Compito richiesto: Individua nei dati seguenti ogni riga che contiene la stringa "ladder" e copiala, distinguendo tra maiuscole e minuscole.
===== Dati forniti
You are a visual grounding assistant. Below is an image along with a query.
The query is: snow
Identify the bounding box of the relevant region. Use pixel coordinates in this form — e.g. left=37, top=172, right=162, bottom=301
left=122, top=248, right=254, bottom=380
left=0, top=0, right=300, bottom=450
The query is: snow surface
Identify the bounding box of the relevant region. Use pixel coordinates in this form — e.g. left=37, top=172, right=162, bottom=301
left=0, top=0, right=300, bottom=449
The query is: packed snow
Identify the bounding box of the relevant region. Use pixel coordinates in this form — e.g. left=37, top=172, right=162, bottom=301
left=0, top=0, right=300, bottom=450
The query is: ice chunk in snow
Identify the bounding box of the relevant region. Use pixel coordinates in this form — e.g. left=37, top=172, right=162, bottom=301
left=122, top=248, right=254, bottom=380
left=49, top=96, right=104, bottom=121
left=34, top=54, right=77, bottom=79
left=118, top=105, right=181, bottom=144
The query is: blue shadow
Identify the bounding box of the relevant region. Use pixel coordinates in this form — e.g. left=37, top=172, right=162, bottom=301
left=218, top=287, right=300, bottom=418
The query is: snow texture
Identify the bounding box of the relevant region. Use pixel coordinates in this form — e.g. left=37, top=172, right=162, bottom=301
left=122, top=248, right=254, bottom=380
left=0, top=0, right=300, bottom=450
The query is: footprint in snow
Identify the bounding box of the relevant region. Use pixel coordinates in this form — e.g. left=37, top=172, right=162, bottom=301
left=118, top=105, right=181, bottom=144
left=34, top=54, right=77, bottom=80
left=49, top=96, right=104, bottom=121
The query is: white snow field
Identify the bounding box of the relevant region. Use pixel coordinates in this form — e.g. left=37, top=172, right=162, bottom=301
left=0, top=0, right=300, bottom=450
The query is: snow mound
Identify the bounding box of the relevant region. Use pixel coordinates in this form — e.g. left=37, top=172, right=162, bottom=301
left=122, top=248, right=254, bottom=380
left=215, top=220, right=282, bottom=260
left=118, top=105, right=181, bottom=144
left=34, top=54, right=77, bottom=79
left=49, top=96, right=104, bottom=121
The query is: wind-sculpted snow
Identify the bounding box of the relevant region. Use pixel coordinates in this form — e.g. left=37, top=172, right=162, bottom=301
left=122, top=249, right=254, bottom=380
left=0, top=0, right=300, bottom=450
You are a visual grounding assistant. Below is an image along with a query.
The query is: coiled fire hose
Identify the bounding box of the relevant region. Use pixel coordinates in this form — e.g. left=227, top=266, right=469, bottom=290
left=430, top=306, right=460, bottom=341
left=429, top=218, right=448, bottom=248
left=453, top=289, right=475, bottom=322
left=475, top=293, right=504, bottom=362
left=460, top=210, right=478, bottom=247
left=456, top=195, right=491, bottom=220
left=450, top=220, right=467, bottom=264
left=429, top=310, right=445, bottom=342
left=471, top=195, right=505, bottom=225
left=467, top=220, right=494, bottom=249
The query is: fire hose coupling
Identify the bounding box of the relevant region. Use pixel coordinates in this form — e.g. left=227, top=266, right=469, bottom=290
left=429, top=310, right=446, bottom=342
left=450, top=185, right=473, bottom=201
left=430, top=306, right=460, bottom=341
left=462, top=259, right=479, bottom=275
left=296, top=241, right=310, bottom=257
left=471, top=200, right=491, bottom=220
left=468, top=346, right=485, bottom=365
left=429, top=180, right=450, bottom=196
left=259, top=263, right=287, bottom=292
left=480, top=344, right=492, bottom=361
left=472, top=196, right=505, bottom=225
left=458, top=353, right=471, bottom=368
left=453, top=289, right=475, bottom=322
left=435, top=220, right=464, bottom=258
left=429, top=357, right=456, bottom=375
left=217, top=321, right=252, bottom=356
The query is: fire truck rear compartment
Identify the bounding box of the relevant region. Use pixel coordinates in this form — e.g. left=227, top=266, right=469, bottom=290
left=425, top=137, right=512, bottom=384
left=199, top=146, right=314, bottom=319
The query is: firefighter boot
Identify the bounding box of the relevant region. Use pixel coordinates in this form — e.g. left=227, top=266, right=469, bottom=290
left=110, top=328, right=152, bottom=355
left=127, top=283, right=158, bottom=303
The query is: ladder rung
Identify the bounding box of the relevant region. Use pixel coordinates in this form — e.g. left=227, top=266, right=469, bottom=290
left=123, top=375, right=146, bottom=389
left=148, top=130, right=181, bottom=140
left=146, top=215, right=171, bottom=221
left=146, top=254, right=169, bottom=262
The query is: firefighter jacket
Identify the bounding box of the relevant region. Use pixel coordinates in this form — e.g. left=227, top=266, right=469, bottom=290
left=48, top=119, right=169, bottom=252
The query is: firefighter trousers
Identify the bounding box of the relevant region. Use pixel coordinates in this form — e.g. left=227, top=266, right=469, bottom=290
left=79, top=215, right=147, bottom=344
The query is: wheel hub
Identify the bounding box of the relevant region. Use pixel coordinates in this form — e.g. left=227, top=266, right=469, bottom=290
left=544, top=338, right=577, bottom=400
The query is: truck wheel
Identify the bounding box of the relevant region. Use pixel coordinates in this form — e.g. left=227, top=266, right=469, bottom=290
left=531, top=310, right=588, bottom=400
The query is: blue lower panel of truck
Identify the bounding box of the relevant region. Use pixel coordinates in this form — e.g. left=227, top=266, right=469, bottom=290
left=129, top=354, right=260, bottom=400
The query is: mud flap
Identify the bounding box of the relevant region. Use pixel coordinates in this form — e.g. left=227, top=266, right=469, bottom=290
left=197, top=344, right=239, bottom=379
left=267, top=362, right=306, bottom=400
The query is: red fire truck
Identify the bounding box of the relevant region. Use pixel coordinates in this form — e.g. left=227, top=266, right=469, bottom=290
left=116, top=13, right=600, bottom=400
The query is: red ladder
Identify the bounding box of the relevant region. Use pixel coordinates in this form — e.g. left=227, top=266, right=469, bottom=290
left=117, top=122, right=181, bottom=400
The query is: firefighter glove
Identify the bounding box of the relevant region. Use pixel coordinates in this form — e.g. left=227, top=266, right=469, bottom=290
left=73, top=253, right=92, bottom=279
==========
Soluzione dell'esercizio:
The query is: ladder rung
The query is: red ladder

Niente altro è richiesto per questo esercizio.